- Activity: Leaving out the images, please reproduce each line below exactly.

=== Extracted entries ===

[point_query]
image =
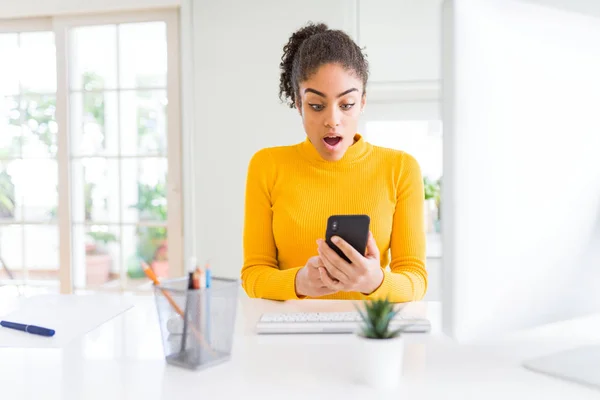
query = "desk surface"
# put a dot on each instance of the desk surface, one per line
(123, 359)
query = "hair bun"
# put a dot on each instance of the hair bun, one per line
(290, 50)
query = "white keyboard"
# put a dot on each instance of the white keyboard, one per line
(330, 322)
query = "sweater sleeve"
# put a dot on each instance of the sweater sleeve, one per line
(407, 279)
(260, 275)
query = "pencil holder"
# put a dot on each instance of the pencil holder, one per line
(197, 325)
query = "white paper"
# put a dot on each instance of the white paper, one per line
(71, 316)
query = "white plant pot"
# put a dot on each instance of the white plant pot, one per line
(381, 361)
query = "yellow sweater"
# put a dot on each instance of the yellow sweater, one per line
(292, 190)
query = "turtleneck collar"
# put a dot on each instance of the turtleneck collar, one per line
(355, 152)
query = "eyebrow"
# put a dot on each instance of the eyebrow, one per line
(323, 95)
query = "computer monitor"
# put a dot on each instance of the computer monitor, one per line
(521, 186)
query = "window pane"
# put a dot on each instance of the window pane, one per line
(37, 62)
(95, 190)
(144, 122)
(93, 57)
(39, 125)
(41, 251)
(144, 189)
(11, 249)
(10, 127)
(143, 55)
(96, 254)
(38, 185)
(94, 123)
(9, 67)
(148, 244)
(11, 173)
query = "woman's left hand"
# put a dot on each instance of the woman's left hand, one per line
(363, 275)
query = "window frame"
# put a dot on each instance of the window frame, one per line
(60, 26)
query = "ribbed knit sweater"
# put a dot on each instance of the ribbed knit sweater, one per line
(290, 193)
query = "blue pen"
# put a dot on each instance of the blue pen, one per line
(36, 330)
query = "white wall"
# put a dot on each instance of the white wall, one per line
(237, 49)
(42, 8)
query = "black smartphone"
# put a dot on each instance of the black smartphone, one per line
(354, 229)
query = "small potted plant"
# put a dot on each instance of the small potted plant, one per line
(382, 348)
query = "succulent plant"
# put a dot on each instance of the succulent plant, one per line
(376, 316)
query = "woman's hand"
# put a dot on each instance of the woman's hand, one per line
(364, 275)
(308, 279)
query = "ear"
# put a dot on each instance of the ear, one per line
(363, 102)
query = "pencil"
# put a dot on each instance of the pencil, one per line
(150, 274)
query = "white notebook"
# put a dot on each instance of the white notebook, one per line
(71, 316)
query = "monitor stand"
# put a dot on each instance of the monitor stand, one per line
(580, 365)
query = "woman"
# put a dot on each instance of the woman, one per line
(292, 190)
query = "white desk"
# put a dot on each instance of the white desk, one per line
(123, 359)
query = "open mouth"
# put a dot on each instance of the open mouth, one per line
(332, 141)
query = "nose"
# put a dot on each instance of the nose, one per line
(333, 117)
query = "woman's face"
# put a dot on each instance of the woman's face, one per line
(331, 101)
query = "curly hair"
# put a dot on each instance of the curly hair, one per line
(312, 46)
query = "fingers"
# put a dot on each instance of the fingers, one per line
(335, 285)
(372, 249)
(334, 263)
(347, 249)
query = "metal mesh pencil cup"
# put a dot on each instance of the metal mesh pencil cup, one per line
(197, 326)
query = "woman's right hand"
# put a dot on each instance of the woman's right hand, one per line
(308, 279)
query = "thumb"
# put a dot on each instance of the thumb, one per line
(372, 249)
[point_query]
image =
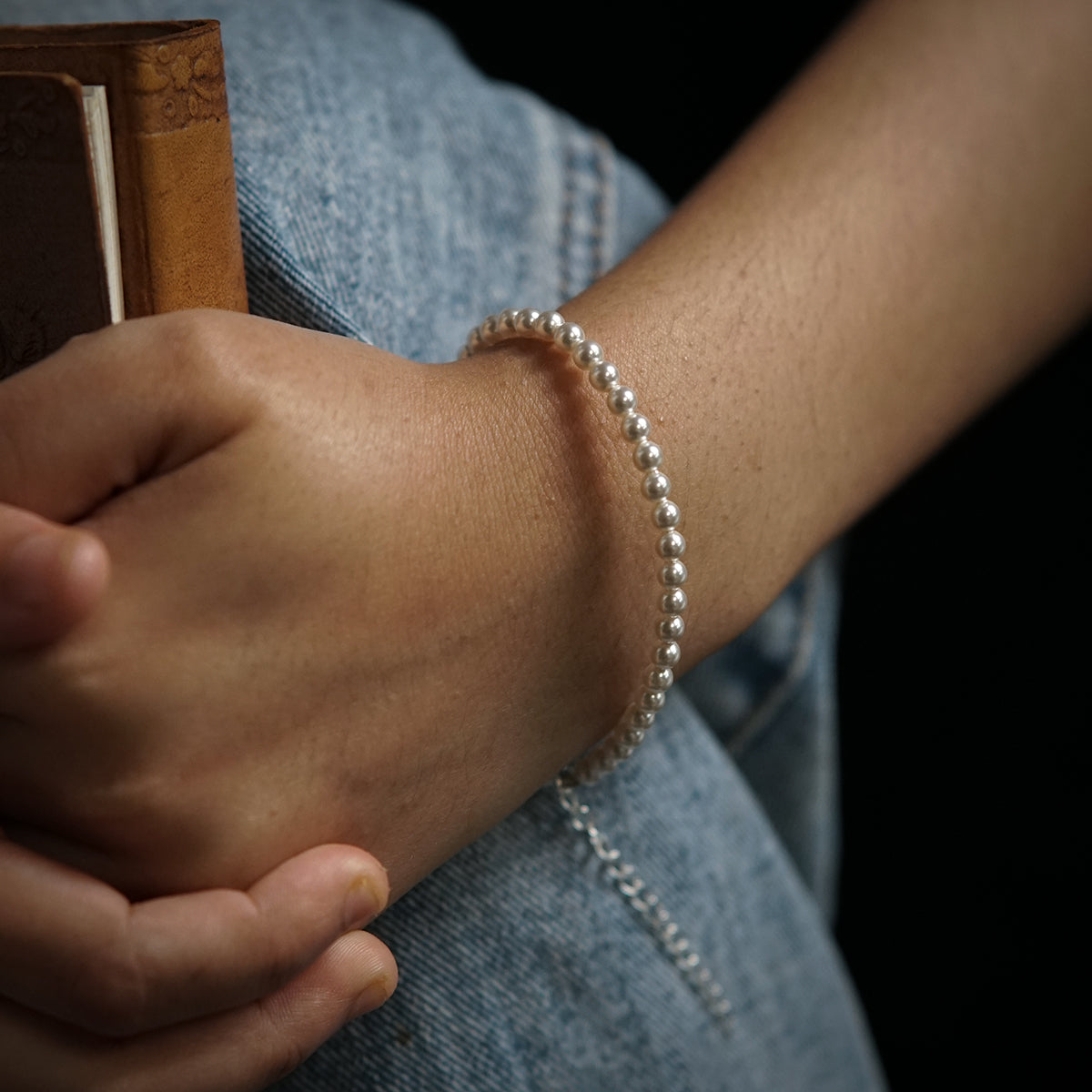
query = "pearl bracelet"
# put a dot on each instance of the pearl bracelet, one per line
(648, 457)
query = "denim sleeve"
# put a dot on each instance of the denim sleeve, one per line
(389, 192)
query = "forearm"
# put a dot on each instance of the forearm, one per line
(902, 235)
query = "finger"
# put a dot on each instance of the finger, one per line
(50, 578)
(113, 408)
(245, 1049)
(76, 949)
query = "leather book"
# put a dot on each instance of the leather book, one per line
(174, 179)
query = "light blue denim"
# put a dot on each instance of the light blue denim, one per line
(391, 194)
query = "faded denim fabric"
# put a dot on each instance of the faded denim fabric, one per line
(391, 194)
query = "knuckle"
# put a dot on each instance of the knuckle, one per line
(110, 994)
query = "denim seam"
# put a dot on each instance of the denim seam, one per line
(276, 278)
(763, 713)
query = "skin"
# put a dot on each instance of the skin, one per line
(312, 604)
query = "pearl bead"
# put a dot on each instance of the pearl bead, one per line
(648, 456)
(568, 337)
(674, 601)
(589, 355)
(549, 323)
(674, 573)
(604, 376)
(672, 544)
(634, 426)
(528, 318)
(653, 700)
(660, 678)
(622, 399)
(656, 485)
(667, 654)
(666, 514)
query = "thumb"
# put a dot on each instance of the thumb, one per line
(50, 578)
(112, 409)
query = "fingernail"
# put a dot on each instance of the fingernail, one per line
(378, 992)
(365, 898)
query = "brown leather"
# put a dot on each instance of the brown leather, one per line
(53, 283)
(178, 217)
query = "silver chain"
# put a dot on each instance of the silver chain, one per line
(652, 913)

===

- Solution to this exercise:
[point_query]
image =
query = "desk surface"
# put a dot on each instance of the desk surface, one per line
(123, 359)
query = "hair bun"
# put a dot on each instance of the hair bun, one per line
(290, 50)
query = "white keyboard"
# put a dot on each instance of the white keyboard, one per line
(330, 322)
query = "sweater sleeve"
# put a dot on each instance of the sweater sleeve, one per line
(407, 279)
(260, 275)
query = "pencil holder"
# put a dot on each instance of the pencil holder, one per line
(197, 325)
query = "white paper"
# put a dot on each instance of the white paper, one per line
(71, 316)
query = "white plant pot"
# put a dot on each instance of the white plant pot, one per line
(381, 361)
query = "yellow sweater"
# put a dot on each instance of the yellow sweater, one per line
(292, 190)
query = "turtleneck collar"
# put a dot on each instance of the turtleneck collar, one per line
(355, 152)
query = "eyebrow"
# put a dot on each instance of the eyebrow, one per line
(323, 95)
query = "computer monitor"
# put a dot on each instance of the computer monitor, one per line
(521, 186)
query = "window pane"
# put a dot on each instance of the window pane, one per line
(37, 62)
(95, 190)
(144, 122)
(93, 57)
(39, 125)
(41, 251)
(144, 189)
(11, 249)
(10, 127)
(143, 55)
(96, 254)
(38, 185)
(94, 123)
(9, 67)
(148, 244)
(11, 173)
query = "woman's left hand"
# put a dot on each instance of the woman's left hand, one per line
(363, 275)
query = "window frame"
# put a dot on each instance of the window frame, one per line
(60, 26)
query = "ribbed knit sweater"
# put a dot on each instance of the ribbed knit sweater, one per line
(290, 193)
query = "blue pen"
# put a dot on each instance of the blue pen, one per line
(36, 330)
query = "white wall"
# put a dot on each instance of the white wall, one per line
(237, 49)
(42, 8)
query = "black smartphone"
# put a dot on each instance of the black smartphone, one per line
(354, 229)
query = "small potted plant"
# put a dot on each instance of the small potted plant, one per line
(382, 348)
query = "succulent plant"
# put a dot on each instance of the succulent plant, one per line
(376, 316)
query = "woman's hand"
# put a dot on each instance of the woman's hand, one per line
(364, 275)
(308, 279)
query = "ear"
# put a dot on each instance of the ear, one per line
(363, 102)
query = "pencil"
# put a dot on each instance of the pencil, one per line
(150, 274)
query = "white notebook"
# put a dot on each instance of the white notebook, one per line
(71, 316)
query = "monitor stand"
# put a dot on each instance of the monitor stand, one per line
(580, 365)
query = "woman"
# put a dot on each instance of the woman, one per line
(292, 190)
query = "white desk"
# put a dot on each instance of the white desk, one per line
(123, 359)
query = "open mouth"
# put a dot on each instance of the open mouth, one per line
(332, 141)
query = "nose"
# put a dot on each instance of the nose, one per line
(333, 117)
query = "woman's face"
# put a dot on each instance of the woman's face, one per line
(331, 101)
query = "curly hair"
# put a dot on each instance of the curly hair, one per line
(312, 46)
query = "fingers"
# put a dot on each instance of the fingers, one per line
(335, 285)
(372, 249)
(334, 263)
(347, 249)
query = "metal mesh pencil cup"
# put a dot on each instance of the metal mesh pencil cup, one per line
(197, 326)
query = "woman's right hand"
# put a dot on each instance of the woman's right hand, one per line
(308, 279)
query = "thumb"
# put a dot on each instance of the thumb, one per line
(372, 249)
[point_query]
image =
query = "pearl bracelet"
# put a dot on each instance of the pearl bracelet, one per line
(648, 457)
query = "denim sleeve"
# put a dot on each instance of the denim sleeve, one per line
(389, 192)
query = "forearm"
# put a dot on each instance of the forearm, one per line
(902, 235)
query = "finger"
# put a dot on each instance of the finger, one per line
(50, 578)
(113, 408)
(245, 1049)
(76, 949)
query = "leather book"
# put a dot on each instance of the leather book, one per line
(174, 179)
query = "light blue denim"
# put a dot on each instance of the light blue denim, one per line
(391, 194)
query = "faded denim fabric"
# put a dot on each instance of the faded denim fabric, one per line
(391, 194)
query = "knuckle"
# put a dot on each instance of the knuckle, one per line
(110, 994)
query = "denim seam"
# put a dot on each instance of the denim seam, one per line
(276, 278)
(763, 713)
query = "skin"
# put a dot on each instance of the skin, one per line
(312, 604)
query = "pearl bead"
# put a dot on each instance of the pearl bead, one per line
(648, 456)
(568, 337)
(674, 601)
(589, 355)
(549, 323)
(674, 573)
(604, 376)
(672, 544)
(634, 426)
(528, 318)
(653, 700)
(660, 678)
(622, 399)
(656, 485)
(667, 654)
(666, 514)
query = "thumb"
# put a dot on each instance of the thumb, one per line
(50, 578)
(112, 409)
query = "fingernail"
# put a dot on each instance of the fingernail, one per line
(378, 992)
(365, 898)
query = "brown leather"
# put a dot on each instance of the brown leather, one per line
(53, 283)
(178, 217)
query = "silver chain"
# put a dot on each instance of the silver chain, one per line
(652, 913)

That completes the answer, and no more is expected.